-- start --

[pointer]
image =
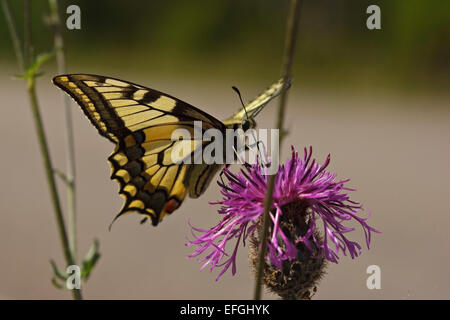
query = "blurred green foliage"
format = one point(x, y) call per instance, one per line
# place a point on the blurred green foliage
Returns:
point(245, 38)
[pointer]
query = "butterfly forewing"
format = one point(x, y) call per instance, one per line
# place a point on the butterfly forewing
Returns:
point(141, 121)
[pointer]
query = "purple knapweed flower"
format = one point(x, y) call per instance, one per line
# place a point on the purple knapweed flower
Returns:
point(313, 201)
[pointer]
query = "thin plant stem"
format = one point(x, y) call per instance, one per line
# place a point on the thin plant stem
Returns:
point(14, 35)
point(27, 34)
point(70, 166)
point(286, 73)
point(31, 90)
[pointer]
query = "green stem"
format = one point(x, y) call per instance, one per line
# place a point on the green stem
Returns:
point(50, 177)
point(31, 90)
point(70, 167)
point(14, 35)
point(286, 73)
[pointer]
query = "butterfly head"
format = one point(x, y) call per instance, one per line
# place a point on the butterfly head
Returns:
point(247, 124)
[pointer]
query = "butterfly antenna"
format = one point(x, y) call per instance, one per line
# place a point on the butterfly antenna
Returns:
point(242, 102)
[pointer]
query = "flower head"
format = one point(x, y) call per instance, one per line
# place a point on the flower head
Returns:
point(307, 201)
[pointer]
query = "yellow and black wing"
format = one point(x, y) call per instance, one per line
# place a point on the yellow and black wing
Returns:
point(140, 121)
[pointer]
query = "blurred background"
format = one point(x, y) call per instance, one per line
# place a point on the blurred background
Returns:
point(377, 100)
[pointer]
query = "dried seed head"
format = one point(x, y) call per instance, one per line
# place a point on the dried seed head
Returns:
point(299, 277)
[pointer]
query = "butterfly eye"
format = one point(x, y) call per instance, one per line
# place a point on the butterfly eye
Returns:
point(245, 125)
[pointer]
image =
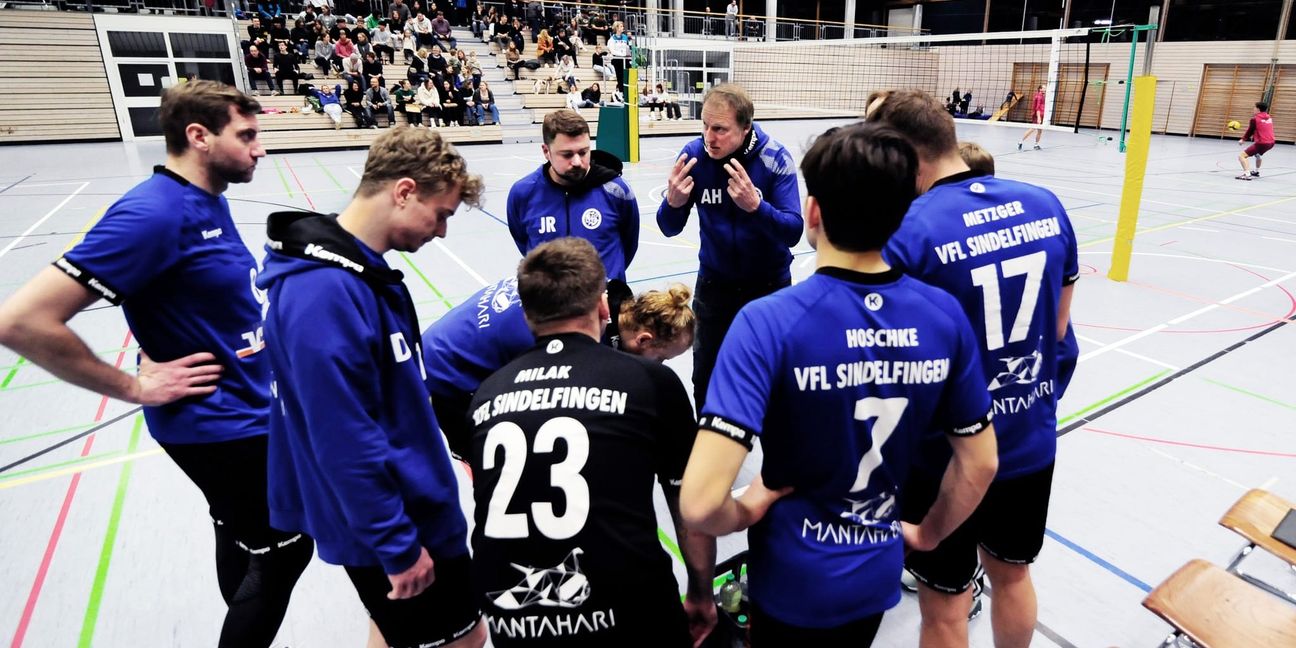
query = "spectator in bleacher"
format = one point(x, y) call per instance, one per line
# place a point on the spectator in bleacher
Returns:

-- end --

● **AIM OF THE TASK**:
Without including the pictures, reproduce all entries exactly.

● **RESPONSE**:
[pointer]
image =
query = "blurred green foliage"
format = one point(x, y) call per instance, one per line
# place a point on the blurred green foliage
Returns:
point(245, 38)
[pointer]
query = "butterfly forewing"
format = one point(x, y) call per instance, one per line
# place a point on the butterfly forewing
Returns:
point(141, 121)
[pointer]
query = "purple knapweed flower"
format = one point(x, y) call per instance, one per line
# place a point on the purple knapweed flower
Returns:
point(313, 201)
[pointer]
query = "thin plant stem"
format = one point(x, y) call per instance, one per line
# place a point on the thin plant stem
Returns:
point(14, 35)
point(27, 34)
point(70, 166)
point(286, 73)
point(31, 90)
[pointer]
query = "green stem"
format = one point(x, y) call per instance, one per line
# place a point on the green stem
Returns:
point(50, 177)
point(31, 90)
point(70, 167)
point(14, 35)
point(286, 73)
[pointer]
query = "butterfly head"
format = one point(x, y) call per instance, one per line
# place a point on the butterfly head
Returns:
point(247, 124)
[pointer]
query = "butterfly antenna"
format = one point(x, y) call per instance, one per line
# place a point on the butterfly antenna
Returns:
point(242, 102)
[pointer]
query = "flower head"
format = one point(x, y) call per instance, one per line
# place a point on the flower head
Returns:
point(307, 201)
[pointer]
query = "yellow and black wing"
format = one point(x, y) call per instance, one per line
# place a point on the yellow and black wing
Returns:
point(140, 121)
[pointer]
query = "blurred background"
format = one point(x, y) call per instance, one per line
# place a point on the blurred background
Returns:
point(377, 100)
[pointer]
query = "dried seed head"
format = one point(x, y) call per instance, one per line
# place a point on the dried seed head
Returns:
point(299, 277)
[pointer]
query = "butterfly eye"
format = one point(x, y) call per instance, one per line
# place a point on the butterfly eye
Returns:
point(245, 125)
[pointer]
image =
query = "spectator in bleacher"
format = one point(x, y) call per instance, one per line
# place a point on the spectator in bleacher
Returns:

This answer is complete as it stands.